**WHAT THE TASK REQUIRES**
Write out every record exactly as it appears. Skip the pictures.
- - -
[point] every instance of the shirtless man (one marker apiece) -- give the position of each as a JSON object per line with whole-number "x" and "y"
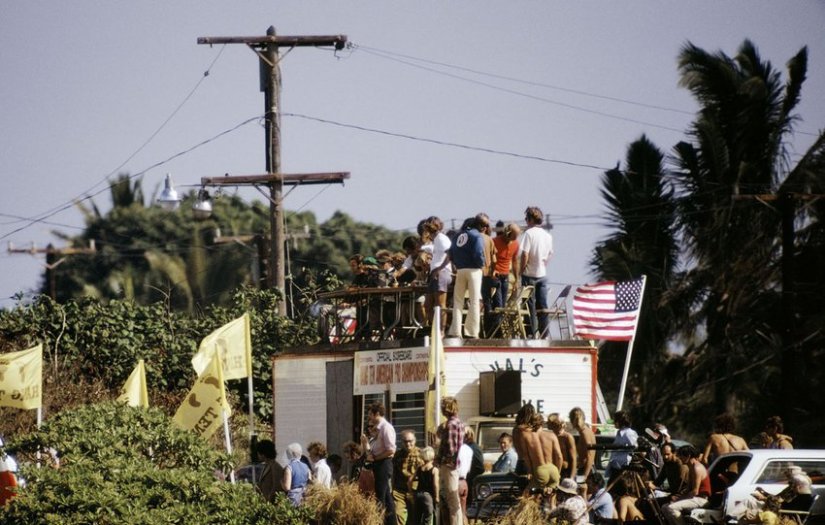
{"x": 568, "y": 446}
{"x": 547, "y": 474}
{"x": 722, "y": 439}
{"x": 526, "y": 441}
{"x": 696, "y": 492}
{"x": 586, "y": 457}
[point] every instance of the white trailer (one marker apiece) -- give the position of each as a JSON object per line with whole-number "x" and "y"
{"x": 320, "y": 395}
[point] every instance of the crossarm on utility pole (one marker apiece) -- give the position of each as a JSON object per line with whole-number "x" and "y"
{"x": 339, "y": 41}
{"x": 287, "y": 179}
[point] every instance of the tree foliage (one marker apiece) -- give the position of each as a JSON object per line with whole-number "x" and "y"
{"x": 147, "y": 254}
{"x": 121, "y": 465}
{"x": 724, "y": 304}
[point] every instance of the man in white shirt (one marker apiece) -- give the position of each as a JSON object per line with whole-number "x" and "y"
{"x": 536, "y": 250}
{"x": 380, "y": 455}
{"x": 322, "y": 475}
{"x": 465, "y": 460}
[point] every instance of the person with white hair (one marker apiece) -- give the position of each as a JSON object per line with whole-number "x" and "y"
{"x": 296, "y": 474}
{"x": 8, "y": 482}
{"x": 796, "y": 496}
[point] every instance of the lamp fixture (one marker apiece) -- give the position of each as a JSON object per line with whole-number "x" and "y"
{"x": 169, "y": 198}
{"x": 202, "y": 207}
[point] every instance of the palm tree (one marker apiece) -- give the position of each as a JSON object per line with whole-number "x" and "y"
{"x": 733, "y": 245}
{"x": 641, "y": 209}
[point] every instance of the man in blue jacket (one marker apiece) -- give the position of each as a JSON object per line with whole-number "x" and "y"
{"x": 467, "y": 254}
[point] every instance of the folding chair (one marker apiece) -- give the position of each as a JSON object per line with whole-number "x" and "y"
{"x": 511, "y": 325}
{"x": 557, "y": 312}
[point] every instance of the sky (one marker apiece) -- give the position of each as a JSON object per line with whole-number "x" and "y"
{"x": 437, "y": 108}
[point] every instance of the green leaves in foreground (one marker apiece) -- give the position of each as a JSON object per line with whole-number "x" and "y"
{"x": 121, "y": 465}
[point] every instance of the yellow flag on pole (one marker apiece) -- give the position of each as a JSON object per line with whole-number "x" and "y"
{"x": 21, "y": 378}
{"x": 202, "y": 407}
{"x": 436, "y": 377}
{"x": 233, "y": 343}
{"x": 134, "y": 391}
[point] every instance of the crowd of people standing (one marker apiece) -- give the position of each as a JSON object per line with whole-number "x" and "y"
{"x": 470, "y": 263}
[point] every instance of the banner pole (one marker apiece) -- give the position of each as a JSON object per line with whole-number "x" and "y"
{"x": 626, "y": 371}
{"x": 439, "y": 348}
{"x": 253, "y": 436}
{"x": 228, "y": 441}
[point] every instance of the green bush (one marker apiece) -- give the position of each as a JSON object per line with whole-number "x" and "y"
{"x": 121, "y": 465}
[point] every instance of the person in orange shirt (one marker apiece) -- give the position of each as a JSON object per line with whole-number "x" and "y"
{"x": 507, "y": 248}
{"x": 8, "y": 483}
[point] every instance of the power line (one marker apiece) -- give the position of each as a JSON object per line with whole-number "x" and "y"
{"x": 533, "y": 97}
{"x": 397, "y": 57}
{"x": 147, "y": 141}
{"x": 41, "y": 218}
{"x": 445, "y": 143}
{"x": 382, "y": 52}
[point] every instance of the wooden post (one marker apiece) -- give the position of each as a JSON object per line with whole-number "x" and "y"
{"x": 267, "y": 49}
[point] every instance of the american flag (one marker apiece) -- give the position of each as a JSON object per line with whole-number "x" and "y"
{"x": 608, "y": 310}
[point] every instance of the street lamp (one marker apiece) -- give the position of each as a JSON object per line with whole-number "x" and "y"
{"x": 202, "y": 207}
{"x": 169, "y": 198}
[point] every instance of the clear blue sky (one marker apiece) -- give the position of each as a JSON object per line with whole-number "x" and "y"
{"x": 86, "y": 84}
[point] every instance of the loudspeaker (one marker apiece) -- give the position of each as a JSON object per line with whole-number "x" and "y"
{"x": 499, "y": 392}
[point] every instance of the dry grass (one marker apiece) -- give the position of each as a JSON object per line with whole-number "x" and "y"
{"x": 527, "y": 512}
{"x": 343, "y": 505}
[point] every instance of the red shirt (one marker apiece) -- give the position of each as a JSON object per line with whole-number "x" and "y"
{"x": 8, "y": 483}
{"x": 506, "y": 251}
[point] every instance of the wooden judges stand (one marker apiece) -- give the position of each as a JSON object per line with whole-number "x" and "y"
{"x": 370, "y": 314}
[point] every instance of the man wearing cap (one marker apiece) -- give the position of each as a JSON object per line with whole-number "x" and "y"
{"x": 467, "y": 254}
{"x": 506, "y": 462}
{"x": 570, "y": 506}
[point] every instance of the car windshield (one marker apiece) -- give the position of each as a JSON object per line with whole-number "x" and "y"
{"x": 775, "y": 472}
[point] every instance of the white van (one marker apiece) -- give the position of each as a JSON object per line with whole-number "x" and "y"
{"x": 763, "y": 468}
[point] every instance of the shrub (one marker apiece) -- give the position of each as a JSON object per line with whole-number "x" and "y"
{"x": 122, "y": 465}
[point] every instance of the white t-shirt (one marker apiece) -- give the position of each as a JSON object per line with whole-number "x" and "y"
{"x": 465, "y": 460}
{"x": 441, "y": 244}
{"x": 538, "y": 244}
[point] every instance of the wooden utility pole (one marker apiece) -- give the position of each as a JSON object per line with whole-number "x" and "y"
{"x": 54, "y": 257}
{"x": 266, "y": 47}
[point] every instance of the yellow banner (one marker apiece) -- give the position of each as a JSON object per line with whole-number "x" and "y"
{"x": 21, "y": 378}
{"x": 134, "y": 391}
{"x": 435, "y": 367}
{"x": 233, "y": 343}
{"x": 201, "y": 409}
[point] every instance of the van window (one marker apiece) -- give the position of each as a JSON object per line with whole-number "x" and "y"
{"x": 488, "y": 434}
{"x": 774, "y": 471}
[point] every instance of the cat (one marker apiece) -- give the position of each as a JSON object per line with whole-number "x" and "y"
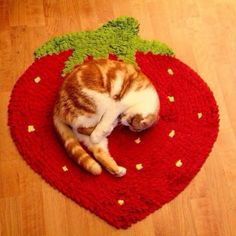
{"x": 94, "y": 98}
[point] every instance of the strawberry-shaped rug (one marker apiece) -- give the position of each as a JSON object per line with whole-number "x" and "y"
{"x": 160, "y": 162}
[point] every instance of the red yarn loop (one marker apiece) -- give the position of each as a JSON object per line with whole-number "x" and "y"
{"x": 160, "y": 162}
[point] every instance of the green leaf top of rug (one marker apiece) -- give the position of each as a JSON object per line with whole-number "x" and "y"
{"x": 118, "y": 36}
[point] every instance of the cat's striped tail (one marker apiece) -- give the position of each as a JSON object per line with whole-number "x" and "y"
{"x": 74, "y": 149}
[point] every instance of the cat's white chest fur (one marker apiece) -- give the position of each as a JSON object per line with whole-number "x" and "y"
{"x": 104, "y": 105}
- - -
**FINAL ANSWER**
[point] every instance of the shirtless man (one marker apiece) -- give the position of each as a JSON object per line with whole-number "x" and "y"
{"x": 568, "y": 446}
{"x": 547, "y": 474}
{"x": 722, "y": 439}
{"x": 526, "y": 441}
{"x": 696, "y": 492}
{"x": 586, "y": 457}
[point] every instance of the white trailer (one marker apiece) -- give the position of each as a JSON object per line with whole-number "x" and "y"
{"x": 320, "y": 395}
[point] every instance of the crossarm on utility pole (one marker apiece) -- give the position of each as a JSON object per line with whole-number "x" and "y"
{"x": 339, "y": 41}
{"x": 287, "y": 179}
[point] every instance of the tree foliage (one marker apiece) -- give the position of each as a JSON object per line with whole-number "x" and "y"
{"x": 147, "y": 254}
{"x": 121, "y": 465}
{"x": 724, "y": 304}
[point] every instance of the man in white shirt (one marker apiece) -- give the position of each as a JSON object per line with whole-number "x" and "y"
{"x": 536, "y": 250}
{"x": 380, "y": 455}
{"x": 322, "y": 475}
{"x": 465, "y": 460}
[point] every instance of the person with white hair (one marker apiece) -- give the position of each as a JSON object per line with whole-number "x" and "y"
{"x": 296, "y": 474}
{"x": 8, "y": 482}
{"x": 796, "y": 496}
[point] every instance of the lamp fixture (one marker apiece) -- give the position of each as a JSON object per line with whole-number "x" and "y"
{"x": 169, "y": 198}
{"x": 202, "y": 207}
[point] every instance of the palm tree (one marker apiece) -- give the position of each as a JSON object per line with whole-number "x" and "y"
{"x": 733, "y": 245}
{"x": 641, "y": 209}
[point] every instance of the man in blue jacket (one marker apiece) -- give the position of each as a JSON object per line with whole-number "x" and "y"
{"x": 467, "y": 254}
[point] every instance of the folding chair (one marker apiece) -- give the position of each as a JSON object per line with whole-number "x" and "y"
{"x": 511, "y": 325}
{"x": 557, "y": 312}
[point] every instance of the sky (one marker apiece) -- give the position of each as a JSON object per line with whole-number "x" and "y"
{"x": 437, "y": 108}
[point] every instance of the green leaves in foreground (one marker apiece) -- give the position of each as a JSON object per line with whole-number "x" and "y"
{"x": 121, "y": 465}
[point] every instance of the yellow flag on pole (one marker apiece) -- give the position of each as a JSON object per line with whole-number "x" and "y"
{"x": 21, "y": 378}
{"x": 202, "y": 407}
{"x": 436, "y": 377}
{"x": 233, "y": 343}
{"x": 134, "y": 391}
[point] every instance of the crowd of people standing (one marker apiece) -- give the position of each as a JSON object per line with whole-number "x" and "y"
{"x": 470, "y": 263}
[point] every instance of the banner pole (one marker apiece) -- give the position of each as a JSON object per line with whole-number "x" and "y"
{"x": 626, "y": 371}
{"x": 439, "y": 348}
{"x": 253, "y": 436}
{"x": 228, "y": 441}
[point] every instance of the green bush (one marker apiece) -- give the position of each as a JSON object per line with whole-number "x" and "y"
{"x": 121, "y": 465}
[point] every instance of the person in orange shirt (one marker apiece) -- give the position of each as a JSON object per line with whole-number "x" and "y"
{"x": 507, "y": 248}
{"x": 8, "y": 483}
[point] every instance of the power line (one marker apiece) -- give the position of each as a JSON object per line with whole-number "x" and "y"
{"x": 533, "y": 97}
{"x": 397, "y": 57}
{"x": 147, "y": 141}
{"x": 41, "y": 218}
{"x": 445, "y": 143}
{"x": 382, "y": 52}
[point] every instance of the wooden post (one marker apiece) -- give the position of each as a JSON object per line with whole-number "x" and "y"
{"x": 267, "y": 49}
[point] every instance of the american flag (one marker apiece) -- give the position of each as a JSON object per line with whole-number "x" and "y"
{"x": 608, "y": 310}
[point] every instance of the street lamp (one marker apiece) -- give the position of each as a JSON object per line with whole-number "x" and "y"
{"x": 202, "y": 207}
{"x": 169, "y": 198}
[point] every instance of the clear blue sky (one marker apiece) -- give the position of each as a JSON object per line with whole-number "x" and "y"
{"x": 86, "y": 84}
[point] every instance of the loudspeaker (one marker apiece) -- give the position of each as a JSON object per line with whole-number "x" and "y"
{"x": 499, "y": 392}
[point] every instance of the dry grass (one marker apiece) -- give the position of each as a JSON object per line with whole-number "x" and "y"
{"x": 527, "y": 512}
{"x": 343, "y": 505}
[point] every instance of the red shirt (one marker apiece) -- give the position of each as a JSON object per line with whole-number "x" and "y"
{"x": 8, "y": 483}
{"x": 506, "y": 251}
[point] every instance of the wooden judges stand (one marker apiece) -- give the position of each as a JSON object per line with whole-number "x" and "y"
{"x": 370, "y": 314}
[point] every instance of the man wearing cap (one marker apiece) -- give the position of each as a JSON object per line with whole-number "x" and "y"
{"x": 467, "y": 254}
{"x": 506, "y": 462}
{"x": 570, "y": 506}
[point] every instance of the car windshield (one marker apiece) -- give the position of each as a JSON object per line with whole-number "x" and "y"
{"x": 775, "y": 472}
[point] every instance of the white van (one marker apiece) -- give the position of each as a JSON object per line with whole-number "x" and "y"
{"x": 763, "y": 468}
[point] every instance of the shrub (one marker apiece) -- give the position of each as a JSON object per line with whole-number "x" and "y"
{"x": 122, "y": 465}
[point] every instance of the white t-shirt (one marker apiece) -- give the position of each as a JSON object per line with whole-number "x" and "y"
{"x": 465, "y": 460}
{"x": 441, "y": 244}
{"x": 538, "y": 244}
[point] every instance of the wooden utility pole (one marker apiece) -- give the position of each as a JSON object per line with whole-number "x" and "y"
{"x": 54, "y": 257}
{"x": 266, "y": 47}
[point] every instance of the yellow banner (one marker apiece) -- give the position of each as a JSON object per line with whole-number "x" and "y"
{"x": 21, "y": 378}
{"x": 134, "y": 391}
{"x": 435, "y": 367}
{"x": 233, "y": 343}
{"x": 201, "y": 409}
[point] every instance of the van window (one marker apiece) -- give the position of each as a JSON object per line with whole-number "x" and "y"
{"x": 488, "y": 434}
{"x": 774, "y": 471}
[point] every instance of the cat (one marker apiece) -- give the position of each as a JSON object per line with whole-number "x" and "y"
{"x": 94, "y": 98}
[point] every instance of the strawberry-shaped rug (one marker apiece) -- give the position of each as a JSON object per line with whole-number "x" and "y"
{"x": 160, "y": 162}
[point] every instance of the red yarn loop (one marker apiece) -- give the position of each as a JSON object per line with whole-number "x" and "y"
{"x": 160, "y": 162}
[point] every instance of the green leaf top of rug (one marker apiece) -- give the position of each as a JSON object per line with whole-number "x" and "y"
{"x": 118, "y": 36}
[point] every instance of the cat's striped tail (one marker apiece) -- give the position of each as a JSON object per line with whole-number "x" and "y"
{"x": 74, "y": 149}
[point] every instance of the cat's white chest fur (one marker apiece) -- give the position of each as a JSON object per line with whole-number "x" and "y"
{"x": 104, "y": 105}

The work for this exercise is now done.